* _GIVEN TEXT_:
■ ■ ■ ■ ■ ■ ■
North Shore Medical Center project underway to increase number of psychiatric beds

By Eileen Weber
May 13th, 2019
North Shore Medical Center

Robert Caggiano, Ed.D., executive director, North Shore Medical Center

North Shore Medical Center received approval from Massachusetts state regulators to increase its number of psychiatric beds.

Plans for what will be called the Epstein Center for Behavioral Health include a total of 120 adult, geriatric, and pediatric beds. The facility is slated to open this fall.

“Adding more beds is not a quick fix but a step in the right direction.” --Robert Caggiano, Ed.D., executive director, North Shore Medical Center

The expansion project had a few glitches after the hospital and its parent company, Partners Healthcare, scaled back the plans in 2016 because of financial losses.

Now back on track, the expansion is an attempt to tackle what is a nationwide issue—having enough psychiatric care available so that patients don’t end up in emergency rooms.

“The expansion is primarily to meet the behavioral health and substance use disorder needs of the North Shore and surrounding communities in a newly renovated facility with great access to outdoor space,” said Robert Caggiano, Ed.D., executive director of psychiatry at North Shore.

“The support and collaboration from the department of psychiatry at Mass General Hospital on this has been instrumental.”

The additional beds are one phase of a grander $207 million expansion plan on the Salem, Mass. campus, according to North Shore’s web site.

The facility’s psychiatric beds will be a combination of 54 new beds and 66 existing beds re-located to the Spaulding North building. Caggiano explained why the hospital’s expansion is necessary.

“We currently have 25 patients today that need psychiatric beds and we don’t have beds to give them,” he said. “Adding more beds is not a quick fix but a step in the right direction.”

North Shore is not the only facility struggling to meet the demands of behavioral health issues. In Massachusetts, several projects were recently completed to expand emergency departments buckling under the pressure of excessive wait times: Lahey Hospital & Medical Center in Burlington, Tobey Hospital in Wareham, and Baystate Wing Hospital in Palmer are a few examples.
■ ■ ■ ■ ■ ■ ■
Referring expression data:
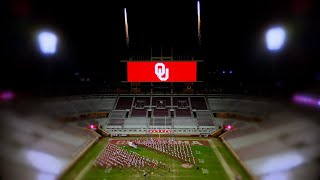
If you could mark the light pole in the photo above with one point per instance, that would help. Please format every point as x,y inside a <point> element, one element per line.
<point>47,43</point>
<point>275,39</point>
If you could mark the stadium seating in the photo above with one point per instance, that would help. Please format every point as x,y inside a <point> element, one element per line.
<point>198,103</point>
<point>124,103</point>
<point>138,112</point>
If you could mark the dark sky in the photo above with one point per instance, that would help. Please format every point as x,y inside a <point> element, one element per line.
<point>92,37</point>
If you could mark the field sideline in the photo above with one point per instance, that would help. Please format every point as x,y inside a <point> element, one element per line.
<point>213,159</point>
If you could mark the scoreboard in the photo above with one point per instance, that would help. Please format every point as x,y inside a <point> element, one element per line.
<point>161,71</point>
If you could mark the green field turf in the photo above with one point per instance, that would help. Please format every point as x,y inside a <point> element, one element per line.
<point>210,166</point>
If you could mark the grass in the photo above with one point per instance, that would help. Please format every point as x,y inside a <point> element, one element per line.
<point>211,164</point>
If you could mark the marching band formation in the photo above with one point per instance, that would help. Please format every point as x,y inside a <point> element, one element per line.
<point>115,156</point>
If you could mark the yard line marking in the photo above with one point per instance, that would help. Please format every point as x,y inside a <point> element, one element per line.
<point>84,171</point>
<point>226,167</point>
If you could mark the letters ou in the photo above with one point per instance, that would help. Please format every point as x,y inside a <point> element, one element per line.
<point>160,70</point>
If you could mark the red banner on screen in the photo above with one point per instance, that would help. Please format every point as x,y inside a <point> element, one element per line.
<point>162,71</point>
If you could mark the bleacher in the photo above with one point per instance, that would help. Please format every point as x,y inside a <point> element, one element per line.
<point>161,112</point>
<point>198,103</point>
<point>124,103</point>
<point>183,112</point>
<point>160,121</point>
<point>117,118</point>
<point>165,99</point>
<point>138,112</point>
<point>204,118</point>
<point>175,101</point>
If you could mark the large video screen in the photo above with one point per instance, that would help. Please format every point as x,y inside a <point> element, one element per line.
<point>162,71</point>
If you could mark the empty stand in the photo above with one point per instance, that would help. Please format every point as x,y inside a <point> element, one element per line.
<point>124,103</point>
<point>198,103</point>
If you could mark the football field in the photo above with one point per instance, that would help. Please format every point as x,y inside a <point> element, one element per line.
<point>213,161</point>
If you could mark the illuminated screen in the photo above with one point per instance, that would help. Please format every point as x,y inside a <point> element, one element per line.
<point>162,71</point>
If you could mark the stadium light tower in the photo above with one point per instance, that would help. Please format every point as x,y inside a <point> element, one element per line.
<point>275,38</point>
<point>47,42</point>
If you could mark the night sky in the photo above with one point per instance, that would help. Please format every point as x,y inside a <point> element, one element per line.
<point>92,39</point>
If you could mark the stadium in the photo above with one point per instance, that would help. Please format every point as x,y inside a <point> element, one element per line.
<point>161,109</point>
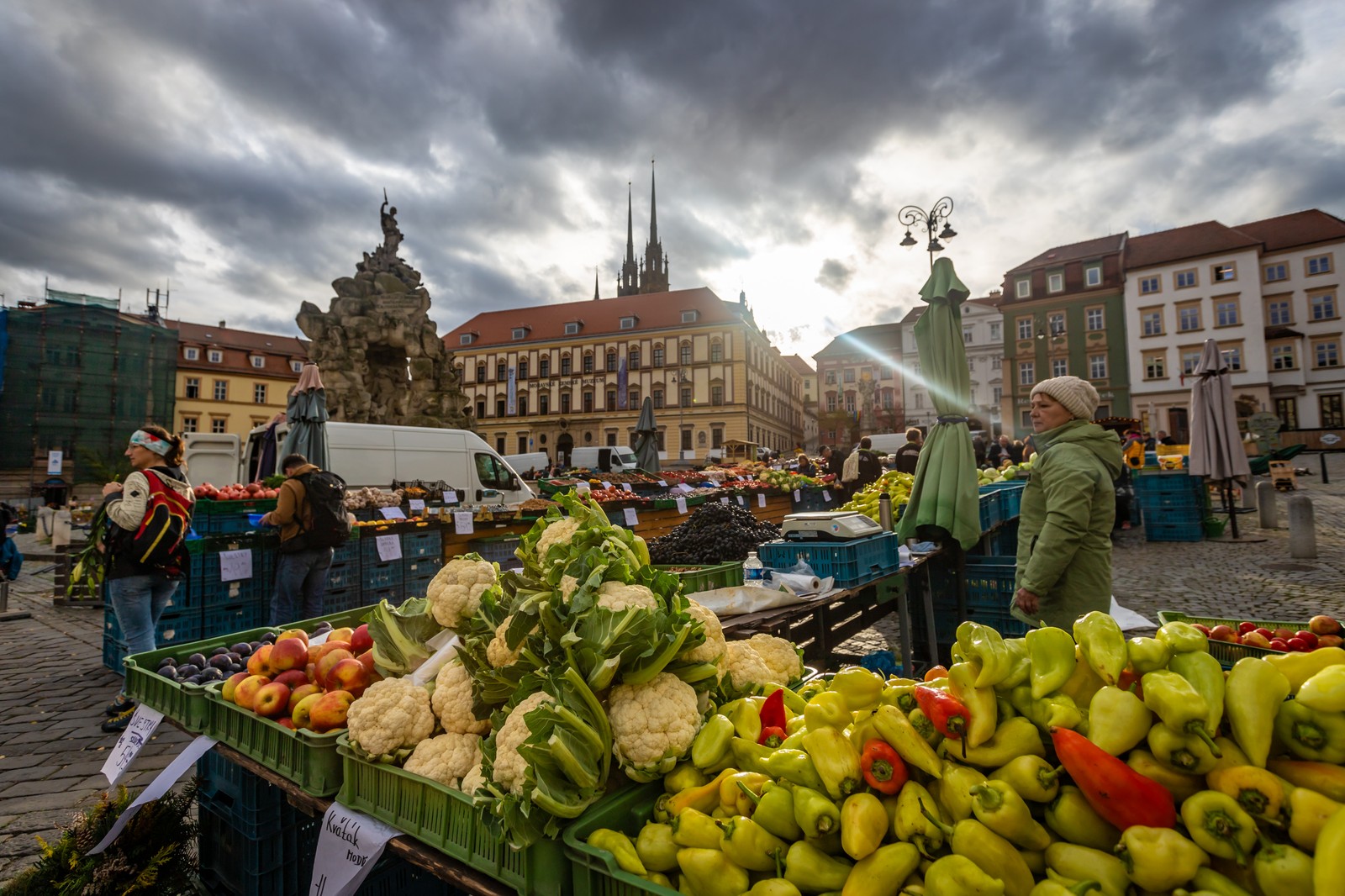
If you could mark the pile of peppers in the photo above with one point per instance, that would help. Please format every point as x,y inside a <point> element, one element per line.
<point>1066,762</point>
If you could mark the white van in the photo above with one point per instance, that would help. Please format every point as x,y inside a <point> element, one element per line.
<point>372,455</point>
<point>605,459</point>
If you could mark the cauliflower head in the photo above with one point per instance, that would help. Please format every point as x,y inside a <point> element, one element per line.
<point>392,714</point>
<point>556,533</point>
<point>455,593</point>
<point>452,701</point>
<point>447,757</point>
<point>618,596</point>
<point>652,725</point>
<point>510,766</point>
<point>780,658</point>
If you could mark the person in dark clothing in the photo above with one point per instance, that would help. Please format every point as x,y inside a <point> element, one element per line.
<point>908,455</point>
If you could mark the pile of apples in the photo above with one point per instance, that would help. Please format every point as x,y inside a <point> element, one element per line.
■ ■ ■ ■ ■ ■ ■
* _WHAT TO WORK ON_: In the article about North Shore Medical Center's psychiatric bed expansion, copy the passage that starts at "By Eileen Weber" and ends at "open this fall.", word for word.

* _OUTPUT_:
By Eileen Weber
May 13th, 2019
North Shore Medical Center

Robert Caggiano, Ed.D., executive director, North Shore Medical Center

North Shore Medical Center received approval from Massachusetts state regulators to increase its number of psychiatric beds.

Plans for what will be called the Epstein Center for Behavioral Health include a total of 120 adult, geriatric, and pediatric beds. The facility is slated to open this fall.